Ricordate le ragazze del lupanare di Felicio?

Amara ormai liberata dal generale della flotta romana Plinio e sotto il patrocinio di Rufo è fuori dalle follie rabbiose del feroce lenone.

Didone, la migliore amica di Amara, è stata trafitta da un pugnale che l’ha uccisa al posto di Felicio.

Ed ora eccoci qui, tra le mura de La casa dalla porta dorata.

Qui vive Amara, ormai liberta, come concubina di Rufo a cui la ragazza piace fragile come un uccellino in gabbia e come tale vuole vederla cantare e suonare.

Quello che il patrizio non sa è che Amara potrà anche essere l’oggetto dei suoi desideri ma non è fragile.

La realtà, che la spaventa, è che la sua sete di libertà e indipendenza la fa somigliare all’uomo che fino a poco tempo prima era il suo padrone.

Amara, non Timarete (il suo vero nome, quello che le ha donato suo padre alla nascita), è costretta ad essere quello che la vita le ha insegnato.

Più che un nome il suo è, ormai, un titolo conquistato a fatica.

Purtroppo oltre ad essere spregiudicata e dotata di un forte senso di sopravvivenza, Amara è la trasfigurazione della vendetta della dea Diana.

La dea che ne La casa dalla porta dorata ha il volto di Didone è la mandante di una furia chiamata Vendetta.

Quest’ultima si è impossessata di Amara e l’acceca con il dolore per la perdita della sua amica.

È per perseguire la tempesta della vendetta che si ritrova ad avere a che fare con Felicio, di nuovo.

Amara costringe l’uomo a liberare Vittoria e venderle Britanna; così facendo si indebita e si ritrova in una spirale discendente in cui trascinerà tutto quello che ha di più caro.

Forse, in fin dei conti, Gaia Plinia Amara non è così spregiudicata come crede di essere.

OBIETTIVO: Prosegui il brano su Amara e La casa dalla porta dorata, riprendendo subito dopo la sua ultima frase.

ESTRATTO DEI DATI:
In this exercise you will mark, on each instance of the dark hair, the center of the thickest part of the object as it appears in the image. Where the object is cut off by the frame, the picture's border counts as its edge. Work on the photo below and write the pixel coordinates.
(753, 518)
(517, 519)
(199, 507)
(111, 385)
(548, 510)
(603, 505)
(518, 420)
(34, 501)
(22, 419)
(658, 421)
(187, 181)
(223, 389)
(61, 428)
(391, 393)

RISPOSTA AL COMPITO:
Questa, come il precedente libro, non è una storia di salvezza.

La casa dalla porta dorata non è la libertà.

Quattro mura costituiscono l’illusione di avere qualcosa che le appartenga ma sono solo una gabbia più grande con un guinzaglio più lungo di qualche metro.

Il precipizio è ancora lì: più lontano forse ma più profondo di qualche decina di metri.

Amara non sta giocando con il fuoco ma con l’intero cratere che sovrasta Pompei e, ormai, non è più il suo solo destino ad essere appeso ad un filo sottilissimo.

La scelta è chiara: sopravvivere ancora a dispetto di tutti e tutto o sfidare la sorte con le carte più orribili che il destino può servire?

L’esistenza di Amara è un gioco sulla lama di un rasoio; ogni respiro è una lotta per la sua anima in cui il suo antagonista peggiore è il riflesso che vede nello specchio della sua toeletta.

La casa dalla porta dorata è un altro successo di Elodie Harper.

La condizione della donna della seconda metà del I secolo d.C. non è il solo scoglio che viene affrontato e su cui il lettore viene spinto fino a frantumarsi ed escoriarsi la pelle, ma è l’intero substrato sociale che muove l’impero ad essere sviscerato ed esposto come un corpo lasciato a marcire nella discarica fuori le mura di Pompei.

Della fiorente città campana noi ricordiamo le favolose rovine, i meravigliosi doni che ancora ci restituisce, i magnificenti dipinti e i ridanciani motti di spirito sui muri ma… tra quelle vie e quelle mura vivevano migliaia di persone di cui la storia ha dimenticato di prendere nota.

Ora ce li ricorderemo tutti, grazie a questa saga, possiamo dar loro un nome da iscrivere sulle steli.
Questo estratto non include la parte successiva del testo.